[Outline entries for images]

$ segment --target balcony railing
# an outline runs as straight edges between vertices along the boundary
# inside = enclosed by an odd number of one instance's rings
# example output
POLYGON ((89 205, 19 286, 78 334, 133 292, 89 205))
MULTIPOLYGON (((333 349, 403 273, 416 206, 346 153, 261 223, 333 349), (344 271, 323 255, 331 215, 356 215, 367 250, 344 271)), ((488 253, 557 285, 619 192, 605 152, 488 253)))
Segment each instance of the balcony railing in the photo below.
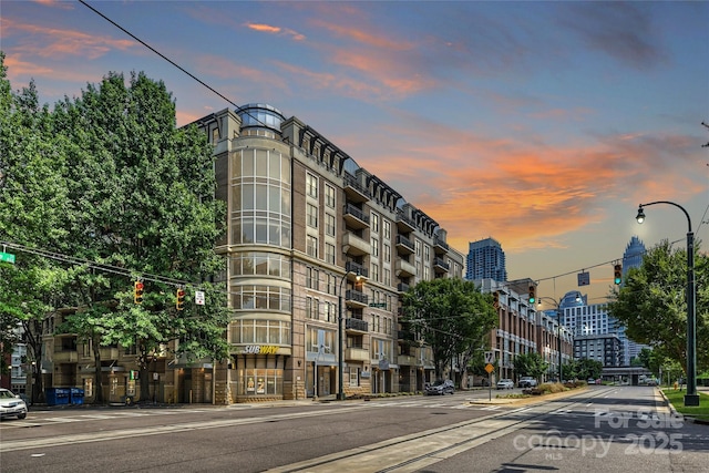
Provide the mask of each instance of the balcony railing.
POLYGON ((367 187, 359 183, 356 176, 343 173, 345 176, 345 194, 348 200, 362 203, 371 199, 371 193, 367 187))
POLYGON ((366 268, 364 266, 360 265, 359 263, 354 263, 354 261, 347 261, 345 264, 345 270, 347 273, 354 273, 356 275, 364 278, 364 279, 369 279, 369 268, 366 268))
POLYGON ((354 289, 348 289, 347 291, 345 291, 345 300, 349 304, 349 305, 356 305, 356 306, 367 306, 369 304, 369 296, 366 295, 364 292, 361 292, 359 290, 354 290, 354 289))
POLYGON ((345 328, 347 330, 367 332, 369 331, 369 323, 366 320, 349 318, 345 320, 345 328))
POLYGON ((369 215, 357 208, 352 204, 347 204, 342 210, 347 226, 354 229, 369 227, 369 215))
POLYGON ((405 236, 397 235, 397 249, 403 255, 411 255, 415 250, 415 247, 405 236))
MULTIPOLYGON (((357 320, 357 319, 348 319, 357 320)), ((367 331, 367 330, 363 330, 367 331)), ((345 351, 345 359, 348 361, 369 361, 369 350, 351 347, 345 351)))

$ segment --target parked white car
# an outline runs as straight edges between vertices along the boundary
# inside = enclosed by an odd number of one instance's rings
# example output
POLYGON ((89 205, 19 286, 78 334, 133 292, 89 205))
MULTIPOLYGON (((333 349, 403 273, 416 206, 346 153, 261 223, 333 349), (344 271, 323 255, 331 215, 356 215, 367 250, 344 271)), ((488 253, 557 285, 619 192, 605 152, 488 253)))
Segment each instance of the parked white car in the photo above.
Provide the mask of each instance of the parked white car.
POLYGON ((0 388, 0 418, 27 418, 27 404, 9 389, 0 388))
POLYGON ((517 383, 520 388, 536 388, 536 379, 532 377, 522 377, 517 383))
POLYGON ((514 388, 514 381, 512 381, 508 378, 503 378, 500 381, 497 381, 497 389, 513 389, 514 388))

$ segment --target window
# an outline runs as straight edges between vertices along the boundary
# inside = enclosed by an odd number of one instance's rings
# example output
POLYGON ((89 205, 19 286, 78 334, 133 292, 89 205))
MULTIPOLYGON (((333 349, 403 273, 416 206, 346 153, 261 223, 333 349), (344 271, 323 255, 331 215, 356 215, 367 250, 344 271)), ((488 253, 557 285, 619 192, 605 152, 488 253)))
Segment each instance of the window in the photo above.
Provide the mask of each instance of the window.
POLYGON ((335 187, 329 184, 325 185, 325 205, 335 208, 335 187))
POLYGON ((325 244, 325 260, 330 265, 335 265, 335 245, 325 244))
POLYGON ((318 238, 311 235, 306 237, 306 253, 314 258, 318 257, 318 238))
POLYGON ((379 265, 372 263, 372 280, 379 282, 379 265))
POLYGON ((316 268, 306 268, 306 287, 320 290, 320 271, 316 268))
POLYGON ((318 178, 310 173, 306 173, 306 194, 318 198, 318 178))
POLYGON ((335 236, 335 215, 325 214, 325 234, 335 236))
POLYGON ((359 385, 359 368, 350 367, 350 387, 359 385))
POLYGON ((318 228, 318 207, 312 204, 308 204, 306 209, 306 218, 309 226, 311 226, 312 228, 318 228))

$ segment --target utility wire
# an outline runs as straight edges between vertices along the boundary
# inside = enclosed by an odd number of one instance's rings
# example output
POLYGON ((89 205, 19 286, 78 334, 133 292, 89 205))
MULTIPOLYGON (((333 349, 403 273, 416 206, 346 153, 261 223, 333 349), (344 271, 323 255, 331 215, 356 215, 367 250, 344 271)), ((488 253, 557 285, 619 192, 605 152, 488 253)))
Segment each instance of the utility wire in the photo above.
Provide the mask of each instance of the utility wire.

**The exercise**
Print the entries from their first line through the line holding "MULTIPOLYGON (((357 320, 357", both included. Leave the pictures out of the copy.

**Response**
$ segment --target balcony railing
# an outline runs as straight edges between vertices along the boundary
# inside = enclosed by an odd number of one instance's rings
# example output
POLYGON ((89 205, 19 286, 78 334, 133 292, 89 205))
MULTIPOLYGON (((333 349, 403 273, 416 206, 346 153, 261 223, 333 349), (344 271, 323 255, 331 215, 356 215, 367 250, 344 271)), ((488 253, 557 285, 619 192, 605 152, 488 253)))
Segment each instance of the balcony railing in the photo below.
Provide the mask of each instance of the balcony railing.
POLYGON ((367 187, 359 183, 356 176, 343 173, 345 176, 345 194, 348 200, 362 203, 371 199, 371 193, 367 187))
POLYGON ((366 268, 364 266, 360 265, 359 263, 354 263, 354 261, 347 261, 345 264, 345 270, 347 273, 354 273, 356 275, 364 278, 364 279, 369 279, 369 268, 366 268))
POLYGON ((354 289, 348 289, 347 291, 345 291, 345 300, 349 304, 349 305, 356 305, 356 306, 367 306, 369 304, 369 296, 366 295, 364 292, 361 292, 359 290, 354 290, 354 289))
POLYGON ((345 328, 347 330, 367 332, 369 331, 369 323, 366 320, 349 318, 345 320, 345 328))
POLYGON ((369 215, 357 208, 352 204, 347 204, 342 210, 347 226, 354 229, 369 227, 369 215))
POLYGON ((405 236, 397 235, 397 249, 403 255, 411 255, 415 250, 415 247, 405 236))
MULTIPOLYGON (((357 320, 357 319, 348 319, 357 320)), ((367 331, 367 330, 363 330, 367 331)), ((345 351, 345 359, 348 361, 369 361, 369 350, 351 347, 345 351)))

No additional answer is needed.